__Written problem 1__: List every abbreviation used in the disc golf discussion.
__Written problem 2__: Copy word for word the part of the disc golf discussion that opens with the words containing "The only thing" and closes with "got a penalty.".
— Start of Selection —
Or maybe DG needs to deviate from BG and have stroke-and-distance everywhere, to make it a legit game.

Only way to make disc golf harder with making things dumb is simply make the baskets smaller.
 
Or make the putter diameter bigger (Pros must use Super Class for putting).

IMHO, anything that changes what is thrown or how it's thrown (aka Stand and Deliver and crap like that) is a TERRIBLE TERRIBLE TERRIBLE idea.

The only thing fair is simply reduce the size of the target. That way no one is forced to chance the way they play.
 
T&D should never be used in the field of play as a risk/reward design element. Too punitive relative to other offline throws. As in ball golf, it should only be involved when players throw off the course property and hopefully there are few property lines near fairways.

If we had a game where there were two levels of poor throws similar to rough and heavy rough in ball golf, T&D might make sense as the second tier of bad shot. For example, imagine double lined fairways on both sides where if you landed in between the lines on either side, you got an OB penalty but still threw from that lie. If you threw beyond both lines, it would be T&D where you rethrew plus got a penalty.

This design structure would provide stepped risk/reward that matched the badness of a throw where there was a 1-shot penalty zone then a 2-shot penalty zone with just 1 shot increase when crossing the next border. The problem with T&D as part of our current course risk/reward structures is a slightly offline shot goes from being good to 2 shots worse being only an inch farther off line. That 2-shot step is not justified and is too much for smooth scoring separation.

.

I don't completely agree with your ball golf comparison. While a fair amount of OB is "off course property", it is generally placed to take one side of the hole out of play - it carries the harshest penalty (same as a lost ball) because the course designer is telling you to err on the opposite side, and on the toughest holes there is something (bunkers, lateral hazard) on that opposite side. I've seen OB on a dogleg hole where there is another fairway in the OB area to discourage players from trying to cut the dogleg and hit someone in the other fairway.
— End of Selection —
— Start of Records supplied —
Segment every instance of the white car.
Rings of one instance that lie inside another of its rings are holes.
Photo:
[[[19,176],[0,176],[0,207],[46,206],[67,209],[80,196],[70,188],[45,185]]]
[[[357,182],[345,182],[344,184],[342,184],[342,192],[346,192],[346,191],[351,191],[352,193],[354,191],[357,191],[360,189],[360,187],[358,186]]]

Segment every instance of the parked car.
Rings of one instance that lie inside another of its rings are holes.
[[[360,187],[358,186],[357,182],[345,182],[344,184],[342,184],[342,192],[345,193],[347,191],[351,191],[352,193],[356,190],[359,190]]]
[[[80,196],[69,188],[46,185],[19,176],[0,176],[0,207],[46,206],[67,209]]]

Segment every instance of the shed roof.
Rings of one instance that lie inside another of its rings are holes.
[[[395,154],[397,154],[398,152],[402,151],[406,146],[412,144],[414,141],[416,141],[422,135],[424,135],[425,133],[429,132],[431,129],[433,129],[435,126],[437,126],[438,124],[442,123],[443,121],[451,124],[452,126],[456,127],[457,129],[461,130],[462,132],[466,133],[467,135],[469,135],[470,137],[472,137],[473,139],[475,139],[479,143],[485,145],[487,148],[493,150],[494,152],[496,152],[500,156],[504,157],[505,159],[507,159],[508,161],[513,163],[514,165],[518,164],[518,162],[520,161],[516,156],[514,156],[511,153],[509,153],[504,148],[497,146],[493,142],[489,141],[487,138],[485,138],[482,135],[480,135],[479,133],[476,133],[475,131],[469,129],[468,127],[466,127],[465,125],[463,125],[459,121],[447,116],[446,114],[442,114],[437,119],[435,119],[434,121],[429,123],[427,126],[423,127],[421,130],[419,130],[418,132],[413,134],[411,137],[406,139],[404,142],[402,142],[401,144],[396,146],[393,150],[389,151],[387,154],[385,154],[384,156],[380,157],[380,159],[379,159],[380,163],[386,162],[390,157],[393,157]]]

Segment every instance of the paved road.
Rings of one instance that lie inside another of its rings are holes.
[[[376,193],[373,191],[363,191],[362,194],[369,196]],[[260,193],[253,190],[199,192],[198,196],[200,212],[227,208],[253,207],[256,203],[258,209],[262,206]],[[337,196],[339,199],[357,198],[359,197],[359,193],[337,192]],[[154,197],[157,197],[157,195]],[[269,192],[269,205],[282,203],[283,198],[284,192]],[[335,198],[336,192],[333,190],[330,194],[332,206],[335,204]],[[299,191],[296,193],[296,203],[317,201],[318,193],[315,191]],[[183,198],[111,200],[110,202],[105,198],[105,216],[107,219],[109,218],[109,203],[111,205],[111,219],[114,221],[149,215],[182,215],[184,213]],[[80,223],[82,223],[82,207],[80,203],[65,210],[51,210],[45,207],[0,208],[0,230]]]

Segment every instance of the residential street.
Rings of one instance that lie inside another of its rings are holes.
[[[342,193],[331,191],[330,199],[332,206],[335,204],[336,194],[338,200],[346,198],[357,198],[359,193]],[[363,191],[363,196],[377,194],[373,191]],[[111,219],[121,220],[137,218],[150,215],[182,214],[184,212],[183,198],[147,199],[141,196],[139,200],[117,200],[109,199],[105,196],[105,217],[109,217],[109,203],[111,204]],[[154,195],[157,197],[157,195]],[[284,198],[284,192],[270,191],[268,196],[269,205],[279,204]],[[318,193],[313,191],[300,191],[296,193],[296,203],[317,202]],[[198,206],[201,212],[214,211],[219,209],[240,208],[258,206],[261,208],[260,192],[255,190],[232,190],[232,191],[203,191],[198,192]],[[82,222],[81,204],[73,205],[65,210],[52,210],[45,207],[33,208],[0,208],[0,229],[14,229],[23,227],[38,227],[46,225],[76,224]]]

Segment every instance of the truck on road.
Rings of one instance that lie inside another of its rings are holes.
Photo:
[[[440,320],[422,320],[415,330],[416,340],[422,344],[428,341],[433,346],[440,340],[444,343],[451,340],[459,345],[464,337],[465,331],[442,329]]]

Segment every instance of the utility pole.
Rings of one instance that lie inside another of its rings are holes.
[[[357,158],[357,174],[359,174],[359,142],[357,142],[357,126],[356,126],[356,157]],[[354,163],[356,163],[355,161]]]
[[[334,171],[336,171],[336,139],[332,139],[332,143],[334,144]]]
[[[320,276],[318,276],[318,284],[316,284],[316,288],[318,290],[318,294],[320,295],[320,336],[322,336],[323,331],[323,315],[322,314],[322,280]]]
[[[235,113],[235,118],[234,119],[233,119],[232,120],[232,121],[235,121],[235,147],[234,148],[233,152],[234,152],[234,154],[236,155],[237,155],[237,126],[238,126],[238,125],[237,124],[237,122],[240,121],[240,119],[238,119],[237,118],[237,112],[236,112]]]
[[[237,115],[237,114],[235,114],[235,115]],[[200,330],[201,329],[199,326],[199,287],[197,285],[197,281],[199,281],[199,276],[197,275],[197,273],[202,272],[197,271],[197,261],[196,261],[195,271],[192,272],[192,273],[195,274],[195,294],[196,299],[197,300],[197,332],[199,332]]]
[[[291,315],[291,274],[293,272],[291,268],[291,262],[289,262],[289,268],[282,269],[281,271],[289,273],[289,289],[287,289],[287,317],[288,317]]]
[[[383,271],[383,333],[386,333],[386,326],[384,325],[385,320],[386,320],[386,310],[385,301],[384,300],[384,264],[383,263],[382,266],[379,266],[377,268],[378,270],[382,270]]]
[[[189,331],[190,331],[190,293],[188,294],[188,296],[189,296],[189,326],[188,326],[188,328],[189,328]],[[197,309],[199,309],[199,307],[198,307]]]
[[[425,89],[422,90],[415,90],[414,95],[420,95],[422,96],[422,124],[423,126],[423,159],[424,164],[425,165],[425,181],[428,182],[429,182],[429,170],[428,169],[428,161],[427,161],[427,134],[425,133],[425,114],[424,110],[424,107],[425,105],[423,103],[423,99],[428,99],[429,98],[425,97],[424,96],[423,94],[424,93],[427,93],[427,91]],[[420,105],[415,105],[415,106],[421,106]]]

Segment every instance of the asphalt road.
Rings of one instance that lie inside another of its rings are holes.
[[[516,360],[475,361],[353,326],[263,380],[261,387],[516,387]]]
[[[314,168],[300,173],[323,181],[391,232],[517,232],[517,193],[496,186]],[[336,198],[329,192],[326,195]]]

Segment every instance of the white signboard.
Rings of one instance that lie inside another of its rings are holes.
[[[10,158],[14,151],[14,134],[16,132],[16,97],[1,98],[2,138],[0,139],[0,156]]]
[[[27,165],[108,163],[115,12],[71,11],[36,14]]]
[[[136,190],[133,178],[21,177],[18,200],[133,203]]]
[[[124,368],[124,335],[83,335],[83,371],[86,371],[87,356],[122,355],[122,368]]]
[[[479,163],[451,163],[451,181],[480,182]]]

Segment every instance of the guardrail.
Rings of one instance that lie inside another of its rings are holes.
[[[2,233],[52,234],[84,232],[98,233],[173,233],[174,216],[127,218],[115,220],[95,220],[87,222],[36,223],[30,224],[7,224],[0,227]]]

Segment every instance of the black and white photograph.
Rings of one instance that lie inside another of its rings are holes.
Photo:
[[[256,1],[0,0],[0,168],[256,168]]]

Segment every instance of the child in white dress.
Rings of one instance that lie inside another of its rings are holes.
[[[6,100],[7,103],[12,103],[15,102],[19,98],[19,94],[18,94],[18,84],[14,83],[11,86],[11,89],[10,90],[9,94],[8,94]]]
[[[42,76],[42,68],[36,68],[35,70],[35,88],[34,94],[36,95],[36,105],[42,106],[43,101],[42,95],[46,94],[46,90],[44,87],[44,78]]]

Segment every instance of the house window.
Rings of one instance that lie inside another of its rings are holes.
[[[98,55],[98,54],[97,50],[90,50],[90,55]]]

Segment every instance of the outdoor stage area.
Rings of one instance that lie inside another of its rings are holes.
— End of Records supplied —
__Correct answer 1__: DG, BG, IMHO, aka, T&D, OB

__Correct answer 2__:
The only thing fair is simply reduce the size of the target. That way no one is forced to chance the way they play.
 
T&D should never be used in the field of play as a risk/reward design element. Too punitive relative to other offline throws. As in ball golf, it should only be involved when players throw off the course property and hopefully there are few property lines near fairways.

If we had a game where there were two levels of poor throws similar to rough and heavy rough in ball golf, T&D might make sense as the second tier of bad shot. For example, imagine double lined fairways on both sides where if you landed in between the lines on either side, you got an OB penalty but still threw from that lie. If you threw beyond both lines, it would be T&D where you rethrew plus got a penalty.